_Problem description_:
Check every line of the material below for the string "tripod", and return the ones that have it.
--- Data shown Enclosed Below ---
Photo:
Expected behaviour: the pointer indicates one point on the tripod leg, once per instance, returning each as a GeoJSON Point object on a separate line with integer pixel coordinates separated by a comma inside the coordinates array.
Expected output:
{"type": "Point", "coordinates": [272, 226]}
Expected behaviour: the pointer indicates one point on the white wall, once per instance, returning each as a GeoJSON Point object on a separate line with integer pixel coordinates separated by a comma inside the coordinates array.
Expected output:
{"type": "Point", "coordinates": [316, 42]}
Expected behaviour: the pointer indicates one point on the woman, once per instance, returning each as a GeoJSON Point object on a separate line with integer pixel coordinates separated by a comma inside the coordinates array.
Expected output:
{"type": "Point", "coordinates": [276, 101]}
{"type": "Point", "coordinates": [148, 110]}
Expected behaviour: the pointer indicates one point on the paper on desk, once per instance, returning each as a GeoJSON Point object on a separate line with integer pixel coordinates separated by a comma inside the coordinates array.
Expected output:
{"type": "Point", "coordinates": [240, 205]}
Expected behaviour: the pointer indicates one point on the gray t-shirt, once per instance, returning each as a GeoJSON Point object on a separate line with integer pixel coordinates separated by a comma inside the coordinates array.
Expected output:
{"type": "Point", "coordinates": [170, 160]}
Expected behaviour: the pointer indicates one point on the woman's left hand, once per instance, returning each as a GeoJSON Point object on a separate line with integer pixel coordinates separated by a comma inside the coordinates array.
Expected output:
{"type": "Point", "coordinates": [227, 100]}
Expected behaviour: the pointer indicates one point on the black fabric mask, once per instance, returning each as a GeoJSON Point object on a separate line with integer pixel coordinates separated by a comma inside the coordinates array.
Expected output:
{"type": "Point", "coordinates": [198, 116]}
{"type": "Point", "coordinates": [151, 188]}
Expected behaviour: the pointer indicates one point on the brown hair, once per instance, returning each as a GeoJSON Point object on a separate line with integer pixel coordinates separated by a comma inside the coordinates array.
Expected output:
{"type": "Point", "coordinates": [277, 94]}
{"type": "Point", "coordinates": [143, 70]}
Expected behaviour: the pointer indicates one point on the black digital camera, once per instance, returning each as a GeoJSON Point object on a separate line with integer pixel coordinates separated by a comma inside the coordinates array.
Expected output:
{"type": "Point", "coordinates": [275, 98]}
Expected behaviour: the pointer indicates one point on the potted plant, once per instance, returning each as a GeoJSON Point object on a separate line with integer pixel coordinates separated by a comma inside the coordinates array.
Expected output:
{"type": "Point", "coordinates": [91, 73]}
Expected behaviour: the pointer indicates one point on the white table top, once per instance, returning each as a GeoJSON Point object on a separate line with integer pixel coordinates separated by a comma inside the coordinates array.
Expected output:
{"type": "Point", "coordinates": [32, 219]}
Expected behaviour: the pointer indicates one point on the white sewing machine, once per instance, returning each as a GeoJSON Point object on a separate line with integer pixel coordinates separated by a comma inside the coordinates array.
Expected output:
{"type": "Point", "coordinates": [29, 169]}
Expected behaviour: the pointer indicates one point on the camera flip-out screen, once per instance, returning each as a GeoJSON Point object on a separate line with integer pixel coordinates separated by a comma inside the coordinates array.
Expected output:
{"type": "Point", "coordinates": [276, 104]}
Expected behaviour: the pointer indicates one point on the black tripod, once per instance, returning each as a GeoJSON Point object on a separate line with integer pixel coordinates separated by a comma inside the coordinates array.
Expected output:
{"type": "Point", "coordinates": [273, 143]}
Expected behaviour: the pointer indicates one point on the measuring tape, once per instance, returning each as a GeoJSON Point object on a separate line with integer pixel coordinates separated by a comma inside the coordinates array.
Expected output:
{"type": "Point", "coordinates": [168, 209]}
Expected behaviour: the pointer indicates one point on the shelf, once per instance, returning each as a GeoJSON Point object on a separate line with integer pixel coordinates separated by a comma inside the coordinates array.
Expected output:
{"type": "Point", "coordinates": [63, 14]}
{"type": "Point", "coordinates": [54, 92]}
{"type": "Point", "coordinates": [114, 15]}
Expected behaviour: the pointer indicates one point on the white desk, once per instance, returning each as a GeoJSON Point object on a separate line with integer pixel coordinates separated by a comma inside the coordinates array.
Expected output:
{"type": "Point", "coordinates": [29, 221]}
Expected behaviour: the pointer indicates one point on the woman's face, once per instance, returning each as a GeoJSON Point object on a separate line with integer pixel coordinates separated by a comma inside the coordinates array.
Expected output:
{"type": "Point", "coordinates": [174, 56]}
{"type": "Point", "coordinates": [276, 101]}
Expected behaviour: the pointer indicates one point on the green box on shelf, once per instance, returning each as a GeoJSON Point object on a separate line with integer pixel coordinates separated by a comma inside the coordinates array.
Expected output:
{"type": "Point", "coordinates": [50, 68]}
--- End of Enclosed Data shown ---
_Problem solution_:
Expected behaviour: the pointer indicates one point on the tripod leg, once per instance, returning each as a GeoJSON Point object on a separate line with integer pixel coordinates separated by a comma inside the coordinates array.
Expected behaviour: the pointer indicates one point on the black tripod, once per instance, returning each as a GeoJSON Point object on a separate line with integer pixel coordinates separated by a comma inside the coordinates array.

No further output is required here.